Il compito: Scrivi il seguito del testo su Israele e le Nazioni Unite, ripartendo dopo la sua ultima frase.

Testo selezionato:

━━━━━━━━━━━━━━━━━━━━

Tutto ciò avviene mentre un’altra agenzia delle Nazioni Unite, il Consiglio per i diritti umani, vota una risoluzione per vietare la vendita di armi a Israele (cioè, per impedirgli di difendersi). Come previsto, la bozza di risoluzione è stata sponsorizzata da paesi che sono veri fari di pace e diritti umani: Bangladesh, Bolivia, Cile, Cuba, Ecuador, Giordania, Pakistan, Venezuela e Autorità Palestinese.

Già i Romani cercarono invano di cancellare ogni traccia degli ebrei, cambiando persino il nome della Terra d’Israele in Palaestina. Oggi nello stemma dello Stato d’Israele c’è la Menorà del Tempio di Gerusalemme trafugata dai Romani nel 70 e.v. come compare nei rilievi dell’Arco di Tito a Roma

Che le istituzioni delle Nazioni Unite siano prevenute contro Israele è un fatto triste ma risaputo, e non costituisce certo una novità. E’ una vergogna per le Nazioni Unite e per molti dei paesi membri, punto. Ma quello che stanno facendo ora i palestinesi – tentare di rubare la storia nazionale del popolo ebraico – è qualcosa di completamente diverso, che dovrebbe spingere ogni governo degno di questo nome a chiedersi se Abu Mazen sia davvero il sostenitore della pace che sostiene di essere.

━━━━━━━━━━━━━━━━━━━━

Dati:
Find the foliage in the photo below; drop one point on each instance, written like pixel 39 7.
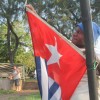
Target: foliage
pixel 7 92
pixel 62 15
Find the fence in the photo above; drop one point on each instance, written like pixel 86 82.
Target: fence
pixel 5 70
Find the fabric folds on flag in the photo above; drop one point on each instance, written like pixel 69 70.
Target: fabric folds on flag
pixel 59 65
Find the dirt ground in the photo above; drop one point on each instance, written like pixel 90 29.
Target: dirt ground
pixel 21 93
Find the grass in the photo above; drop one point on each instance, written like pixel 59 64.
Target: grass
pixel 6 91
pixel 28 97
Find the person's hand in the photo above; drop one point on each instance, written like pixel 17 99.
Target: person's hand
pixel 31 8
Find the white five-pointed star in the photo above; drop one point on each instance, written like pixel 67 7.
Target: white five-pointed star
pixel 55 55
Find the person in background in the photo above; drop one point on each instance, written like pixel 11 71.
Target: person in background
pixel 16 77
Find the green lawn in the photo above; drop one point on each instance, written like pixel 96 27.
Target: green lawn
pixel 29 97
pixel 7 91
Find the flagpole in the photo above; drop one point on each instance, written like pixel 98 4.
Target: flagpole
pixel 90 59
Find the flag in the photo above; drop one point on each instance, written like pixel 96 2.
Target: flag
pixel 60 66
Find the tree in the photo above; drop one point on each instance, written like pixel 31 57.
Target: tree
pixel 9 12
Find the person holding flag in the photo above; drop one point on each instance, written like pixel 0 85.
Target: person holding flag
pixel 60 65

━━━━━━━━━━━━━━━━━━━━

La tua risposta:
La pace inizia dall’accettazione dell’altro e dal riconoscimento della sua identità nazionale, della sua narrativa e della sua storia. Se è così, perché gli arabi palestinesi vogliono reclamare come propri i Rotoli del Mar Morto? Intendono forse sostenere, ad esempio, che l’Apocrifo di Genesi (unica copia esistente di un testo ebraico di duemila anni fa che sviluppa il libro della Genesi) narra la loro storia? O forse che gli esseni, la setta ebraica che viveva nell’area di Qumran e scrisse i famosi Rotoli, erano in realtà musulmani palestinesi e non ebrei? Cose di questo genere non sono solo assurde, sono disperanti. Purtroppo, in un luogo come l’Unesco è del tutto probabile che venga approvata una risoluzione che affermi che i Rotoli del Mar Morto appartengono al “patrimonio degli arabi palestinesi”.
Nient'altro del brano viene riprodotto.